- **Given request**:
Turn every line of the rows below into a Markdown table with the columns No and Line, numbering the lines in order and omitting any blank ones.

━━━ Data ━━━

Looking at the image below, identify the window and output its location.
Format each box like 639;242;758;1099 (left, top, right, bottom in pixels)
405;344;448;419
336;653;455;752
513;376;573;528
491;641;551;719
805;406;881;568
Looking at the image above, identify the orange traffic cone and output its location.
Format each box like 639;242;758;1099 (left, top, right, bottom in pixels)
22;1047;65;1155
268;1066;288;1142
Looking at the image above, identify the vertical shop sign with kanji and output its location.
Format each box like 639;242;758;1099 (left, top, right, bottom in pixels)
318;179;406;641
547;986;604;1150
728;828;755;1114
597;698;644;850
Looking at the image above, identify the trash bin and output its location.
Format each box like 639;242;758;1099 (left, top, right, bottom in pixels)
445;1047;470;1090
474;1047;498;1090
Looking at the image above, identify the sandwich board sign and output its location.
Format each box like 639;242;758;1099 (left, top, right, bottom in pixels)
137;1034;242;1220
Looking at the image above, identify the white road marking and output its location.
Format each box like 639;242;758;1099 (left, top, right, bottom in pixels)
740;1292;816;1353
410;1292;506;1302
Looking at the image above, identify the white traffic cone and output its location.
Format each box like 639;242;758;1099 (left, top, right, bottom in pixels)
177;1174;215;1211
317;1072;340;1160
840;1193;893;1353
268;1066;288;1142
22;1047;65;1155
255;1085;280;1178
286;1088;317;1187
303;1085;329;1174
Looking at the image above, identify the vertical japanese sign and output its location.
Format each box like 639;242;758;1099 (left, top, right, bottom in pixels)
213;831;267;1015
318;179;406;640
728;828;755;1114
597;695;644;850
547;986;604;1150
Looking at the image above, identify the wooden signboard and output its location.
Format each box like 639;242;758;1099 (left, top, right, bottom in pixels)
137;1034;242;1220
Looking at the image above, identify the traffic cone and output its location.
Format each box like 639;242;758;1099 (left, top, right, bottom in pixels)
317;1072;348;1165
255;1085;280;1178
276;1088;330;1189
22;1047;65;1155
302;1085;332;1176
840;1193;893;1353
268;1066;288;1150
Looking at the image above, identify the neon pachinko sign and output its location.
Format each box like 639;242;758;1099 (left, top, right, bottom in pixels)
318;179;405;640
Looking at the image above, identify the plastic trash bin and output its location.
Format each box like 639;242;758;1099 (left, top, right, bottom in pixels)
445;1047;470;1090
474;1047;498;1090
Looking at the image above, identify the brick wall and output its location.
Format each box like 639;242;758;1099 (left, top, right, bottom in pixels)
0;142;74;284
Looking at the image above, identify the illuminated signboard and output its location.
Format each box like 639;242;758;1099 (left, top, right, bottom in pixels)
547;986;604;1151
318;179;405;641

━━━

- **Full answer**:
| No | Line |
|---|---|
| 1 | Looking at the image below, identify the window and output its location. |
| 2 | Format each box like 639;242;758;1099 (left, top, right, bottom in pixels) |
| 3 | 405;344;448;419 |
| 4 | 336;653;455;752 |
| 5 | 513;376;573;528 |
| 6 | 491;641;551;719 |
| 7 | 805;406;881;568 |
| 8 | Looking at the image above, identify the orange traffic cone and output its location. |
| 9 | Format each box like 639;242;758;1099 (left, top, right, bottom in pixels) |
| 10 | 22;1047;65;1155 |
| 11 | 268;1066;288;1142 |
| 12 | Looking at the image above, identify the vertical shop sign with kanji and output its location. |
| 13 | Format each box like 639;242;758;1099 (left, top, right, bottom in pixels) |
| 14 | 318;179;406;641 |
| 15 | 547;986;604;1150 |
| 16 | 728;828;755;1114 |
| 17 | 597;698;644;850 |
| 18 | Looking at the image above, identify the trash bin and output its location. |
| 19 | Format each box like 639;242;758;1099 (left, top, right, bottom in pixels) |
| 20 | 445;1047;470;1090 |
| 21 | 474;1047;498;1090 |
| 22 | Looking at the image above, identify the sandwich board sign and output its location. |
| 23 | Format each box like 639;242;758;1099 (left, top, right, bottom in pixels) |
| 24 | 137;1034;242;1220 |
| 25 | Looking at the image above, identify the white road marking and output its location. |
| 26 | Format each box like 639;242;758;1099 (left, top, right, bottom in pixels) |
| 27 | 740;1292;816;1353 |
| 28 | 410;1292;506;1302 |
| 29 | Looking at the image above, identify the white traffic cone and output its location. |
| 30 | Format each box like 639;242;758;1099 (left, top, right, bottom in pixels) |
| 31 | 177;1174;215;1211 |
| 32 | 317;1072;340;1160 |
| 33 | 840;1193;893;1353 |
| 34 | 268;1066;288;1142 |
| 35 | 22;1047;65;1155 |
| 36 | 255;1085;280;1178 |
| 37 | 286;1088;317;1187 |
| 38 | 303;1085;329;1174 |
| 39 | Looking at the image above, identify the vertical japanese sign and output its location. |
| 40 | Format each box like 639;242;758;1099 (left, top, right, bottom in pixels) |
| 41 | 213;831;267;1015 |
| 42 | 318;179;406;640 |
| 43 | 728;828;755;1114 |
| 44 | 597;695;644;850 |
| 45 | 547;986;604;1150 |
| 46 | Looking at the image above, identify the wooden signboard and output its location. |
| 47 | Format each box like 639;242;758;1099 (left, top, right, bottom in pixels) |
| 48 | 137;1034;242;1220 |
| 49 | Looking at the image above, identify the traffic cone and output its location. |
| 50 | Format each box like 639;242;758;1099 (left, top, right, bottom in pixels) |
| 51 | 317;1072;348;1165 |
| 52 | 255;1085;280;1178 |
| 53 | 276;1088;330;1189 |
| 54 | 22;1047;65;1155 |
| 55 | 302;1085;332;1176 |
| 56 | 840;1193;893;1353 |
| 57 | 268;1066;288;1150 |
| 58 | Looking at the image above, identify the neon pachinko sign and output its location. |
| 59 | Format each box like 639;242;758;1099 (left, top, right, bottom in pixels) |
| 60 | 318;179;405;640 |
| 61 | Looking at the image above, identify the plastic trash bin and output its location. |
| 62 | Format each box like 639;242;758;1099 (left, top, right, bottom in pixels) |
| 63 | 445;1047;470;1090 |
| 64 | 474;1047;498;1090 |
| 65 | Looking at the image above, identify the brick wall and output its location. |
| 66 | Format each box like 639;242;758;1099 (left, top, right, bottom in pixels) |
| 67 | 0;142;74;284 |
| 68 | Looking at the image above, identify the illuminated signboard and output its location. |
| 69 | Format each box like 639;242;758;1099 (left, top, right, bottom in pixels) |
| 70 | 547;986;604;1151 |
| 71 | 318;179;405;641 |